# Start of PROVIDED RECORDS

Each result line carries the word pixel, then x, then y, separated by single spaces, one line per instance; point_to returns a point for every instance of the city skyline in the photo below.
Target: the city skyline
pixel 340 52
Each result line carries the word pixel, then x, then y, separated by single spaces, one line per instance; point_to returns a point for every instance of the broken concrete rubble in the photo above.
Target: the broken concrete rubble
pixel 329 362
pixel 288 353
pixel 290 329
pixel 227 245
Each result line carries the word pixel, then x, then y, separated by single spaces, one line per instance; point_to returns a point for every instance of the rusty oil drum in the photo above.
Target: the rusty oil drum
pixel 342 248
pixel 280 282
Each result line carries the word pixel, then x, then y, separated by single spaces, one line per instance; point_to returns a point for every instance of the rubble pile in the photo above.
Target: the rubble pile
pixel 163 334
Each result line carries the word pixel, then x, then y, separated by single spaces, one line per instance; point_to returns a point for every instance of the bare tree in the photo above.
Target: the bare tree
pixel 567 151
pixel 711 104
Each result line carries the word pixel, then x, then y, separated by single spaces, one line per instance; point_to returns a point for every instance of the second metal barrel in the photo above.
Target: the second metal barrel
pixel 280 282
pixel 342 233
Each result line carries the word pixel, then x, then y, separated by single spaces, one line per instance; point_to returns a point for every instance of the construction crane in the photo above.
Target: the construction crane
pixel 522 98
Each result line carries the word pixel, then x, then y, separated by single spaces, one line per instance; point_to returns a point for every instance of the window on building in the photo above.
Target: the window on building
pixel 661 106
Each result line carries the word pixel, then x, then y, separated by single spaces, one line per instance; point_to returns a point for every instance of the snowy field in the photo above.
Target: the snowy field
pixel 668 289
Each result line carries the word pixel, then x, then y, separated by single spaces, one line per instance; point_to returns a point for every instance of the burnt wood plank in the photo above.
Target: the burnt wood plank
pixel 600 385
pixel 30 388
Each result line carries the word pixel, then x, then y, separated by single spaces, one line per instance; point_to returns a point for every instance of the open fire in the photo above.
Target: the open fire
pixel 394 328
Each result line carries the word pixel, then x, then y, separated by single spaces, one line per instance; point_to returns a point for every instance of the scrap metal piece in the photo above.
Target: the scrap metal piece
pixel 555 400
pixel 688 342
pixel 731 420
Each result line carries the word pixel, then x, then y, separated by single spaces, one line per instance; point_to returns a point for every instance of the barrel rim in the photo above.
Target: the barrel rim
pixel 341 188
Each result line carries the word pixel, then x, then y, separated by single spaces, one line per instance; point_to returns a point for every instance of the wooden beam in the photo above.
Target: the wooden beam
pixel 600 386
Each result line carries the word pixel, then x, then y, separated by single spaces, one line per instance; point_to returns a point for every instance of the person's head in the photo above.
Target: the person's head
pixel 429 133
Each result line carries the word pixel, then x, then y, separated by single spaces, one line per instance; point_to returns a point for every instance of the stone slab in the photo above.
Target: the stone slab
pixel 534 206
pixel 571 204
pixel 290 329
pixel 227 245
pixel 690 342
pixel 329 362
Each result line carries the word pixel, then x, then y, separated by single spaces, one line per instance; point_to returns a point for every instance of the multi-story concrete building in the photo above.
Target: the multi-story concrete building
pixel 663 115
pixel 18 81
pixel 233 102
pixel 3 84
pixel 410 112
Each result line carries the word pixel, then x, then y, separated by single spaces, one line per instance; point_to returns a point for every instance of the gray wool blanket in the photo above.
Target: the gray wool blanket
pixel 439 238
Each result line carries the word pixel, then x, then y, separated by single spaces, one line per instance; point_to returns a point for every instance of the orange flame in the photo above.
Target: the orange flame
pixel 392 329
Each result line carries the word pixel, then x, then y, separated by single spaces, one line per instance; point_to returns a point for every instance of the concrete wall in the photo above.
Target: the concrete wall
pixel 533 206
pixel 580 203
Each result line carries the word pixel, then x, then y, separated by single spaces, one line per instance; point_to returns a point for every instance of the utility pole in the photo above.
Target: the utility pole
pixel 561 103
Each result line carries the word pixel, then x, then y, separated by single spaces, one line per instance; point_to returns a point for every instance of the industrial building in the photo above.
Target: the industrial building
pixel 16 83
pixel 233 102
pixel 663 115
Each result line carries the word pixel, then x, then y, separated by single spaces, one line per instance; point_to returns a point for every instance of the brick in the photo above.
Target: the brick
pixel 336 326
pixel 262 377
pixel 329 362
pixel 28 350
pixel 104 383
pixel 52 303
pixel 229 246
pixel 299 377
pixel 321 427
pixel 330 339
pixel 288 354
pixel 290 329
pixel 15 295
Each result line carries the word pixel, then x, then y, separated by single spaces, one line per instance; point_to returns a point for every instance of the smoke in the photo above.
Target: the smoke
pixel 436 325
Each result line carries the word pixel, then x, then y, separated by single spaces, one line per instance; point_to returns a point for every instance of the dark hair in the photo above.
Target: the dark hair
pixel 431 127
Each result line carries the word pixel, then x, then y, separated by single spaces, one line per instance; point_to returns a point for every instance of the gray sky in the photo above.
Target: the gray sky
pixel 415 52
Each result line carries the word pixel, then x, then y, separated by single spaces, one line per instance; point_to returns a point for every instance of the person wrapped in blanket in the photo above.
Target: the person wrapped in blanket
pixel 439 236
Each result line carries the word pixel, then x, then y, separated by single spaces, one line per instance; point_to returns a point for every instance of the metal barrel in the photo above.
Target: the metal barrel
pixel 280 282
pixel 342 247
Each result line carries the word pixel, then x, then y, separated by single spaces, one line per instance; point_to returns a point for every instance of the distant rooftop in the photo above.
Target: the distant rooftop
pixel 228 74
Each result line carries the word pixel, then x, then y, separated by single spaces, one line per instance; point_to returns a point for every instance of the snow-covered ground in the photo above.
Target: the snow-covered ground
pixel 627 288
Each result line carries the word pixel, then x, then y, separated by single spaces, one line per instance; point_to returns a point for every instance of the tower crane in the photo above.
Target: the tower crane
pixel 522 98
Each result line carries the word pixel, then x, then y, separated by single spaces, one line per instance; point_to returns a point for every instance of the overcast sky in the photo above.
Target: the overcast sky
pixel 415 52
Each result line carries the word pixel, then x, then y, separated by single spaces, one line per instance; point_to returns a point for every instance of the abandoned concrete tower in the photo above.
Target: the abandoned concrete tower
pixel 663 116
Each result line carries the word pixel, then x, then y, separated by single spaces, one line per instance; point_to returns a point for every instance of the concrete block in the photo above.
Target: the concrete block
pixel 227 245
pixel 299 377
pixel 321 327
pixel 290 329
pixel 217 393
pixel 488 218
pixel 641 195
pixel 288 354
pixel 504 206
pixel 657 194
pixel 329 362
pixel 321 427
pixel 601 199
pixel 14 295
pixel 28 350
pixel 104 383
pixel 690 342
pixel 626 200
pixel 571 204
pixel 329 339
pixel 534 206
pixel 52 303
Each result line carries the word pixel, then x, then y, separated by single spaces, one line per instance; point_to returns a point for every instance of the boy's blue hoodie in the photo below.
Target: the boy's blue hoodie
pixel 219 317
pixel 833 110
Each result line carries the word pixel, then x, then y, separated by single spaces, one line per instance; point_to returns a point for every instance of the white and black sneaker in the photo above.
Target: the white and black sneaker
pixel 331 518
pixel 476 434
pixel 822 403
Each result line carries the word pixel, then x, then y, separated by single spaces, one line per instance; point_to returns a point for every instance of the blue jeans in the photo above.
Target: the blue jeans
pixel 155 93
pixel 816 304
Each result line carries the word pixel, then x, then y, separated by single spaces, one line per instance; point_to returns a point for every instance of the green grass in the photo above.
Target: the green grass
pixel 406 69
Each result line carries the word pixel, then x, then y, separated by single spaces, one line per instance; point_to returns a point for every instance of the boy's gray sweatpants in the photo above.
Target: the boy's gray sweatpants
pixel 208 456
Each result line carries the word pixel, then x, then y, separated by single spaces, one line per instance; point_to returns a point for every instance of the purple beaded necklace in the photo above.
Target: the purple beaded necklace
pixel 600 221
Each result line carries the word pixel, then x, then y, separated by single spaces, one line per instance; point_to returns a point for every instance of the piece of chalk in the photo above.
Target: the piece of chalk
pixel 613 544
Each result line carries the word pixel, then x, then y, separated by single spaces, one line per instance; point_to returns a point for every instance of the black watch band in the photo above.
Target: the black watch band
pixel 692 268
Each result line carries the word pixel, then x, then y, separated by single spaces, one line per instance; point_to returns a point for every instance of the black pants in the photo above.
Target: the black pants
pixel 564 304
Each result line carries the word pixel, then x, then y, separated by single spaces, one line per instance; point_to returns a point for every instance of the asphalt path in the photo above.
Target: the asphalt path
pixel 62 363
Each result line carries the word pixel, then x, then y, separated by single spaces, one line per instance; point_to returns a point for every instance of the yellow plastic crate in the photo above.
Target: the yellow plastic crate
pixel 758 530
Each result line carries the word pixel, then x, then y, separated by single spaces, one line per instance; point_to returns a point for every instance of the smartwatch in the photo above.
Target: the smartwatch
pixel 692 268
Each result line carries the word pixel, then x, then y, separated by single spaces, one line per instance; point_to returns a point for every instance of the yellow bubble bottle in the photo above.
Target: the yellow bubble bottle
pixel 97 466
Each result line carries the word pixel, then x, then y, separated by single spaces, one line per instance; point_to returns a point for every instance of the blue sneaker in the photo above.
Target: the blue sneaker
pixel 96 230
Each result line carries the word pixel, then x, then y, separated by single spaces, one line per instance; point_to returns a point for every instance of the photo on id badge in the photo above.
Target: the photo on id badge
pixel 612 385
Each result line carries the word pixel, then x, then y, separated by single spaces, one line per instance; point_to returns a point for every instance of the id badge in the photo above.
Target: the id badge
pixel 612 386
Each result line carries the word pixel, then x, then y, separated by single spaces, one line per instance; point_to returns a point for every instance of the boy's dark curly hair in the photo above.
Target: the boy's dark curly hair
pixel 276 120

# End of PROVIDED RECORDS

__GOAL OF THE EXERCISE__. Copy the records above, requests included, from the line containing "in blanket in the photo above." through the line containing "pixel 439 236". Shift every pixel coordinate in their answers by -71, and output only those lines.

__FULL OUTPUT__.
Each result line carries the word pixel, then x, then y, separated by single spaces, one line per instance; point_to returns a point for every instance of the person wrapped in blanket in the photo above.
Target: the person wrapped in blanket
pixel 368 165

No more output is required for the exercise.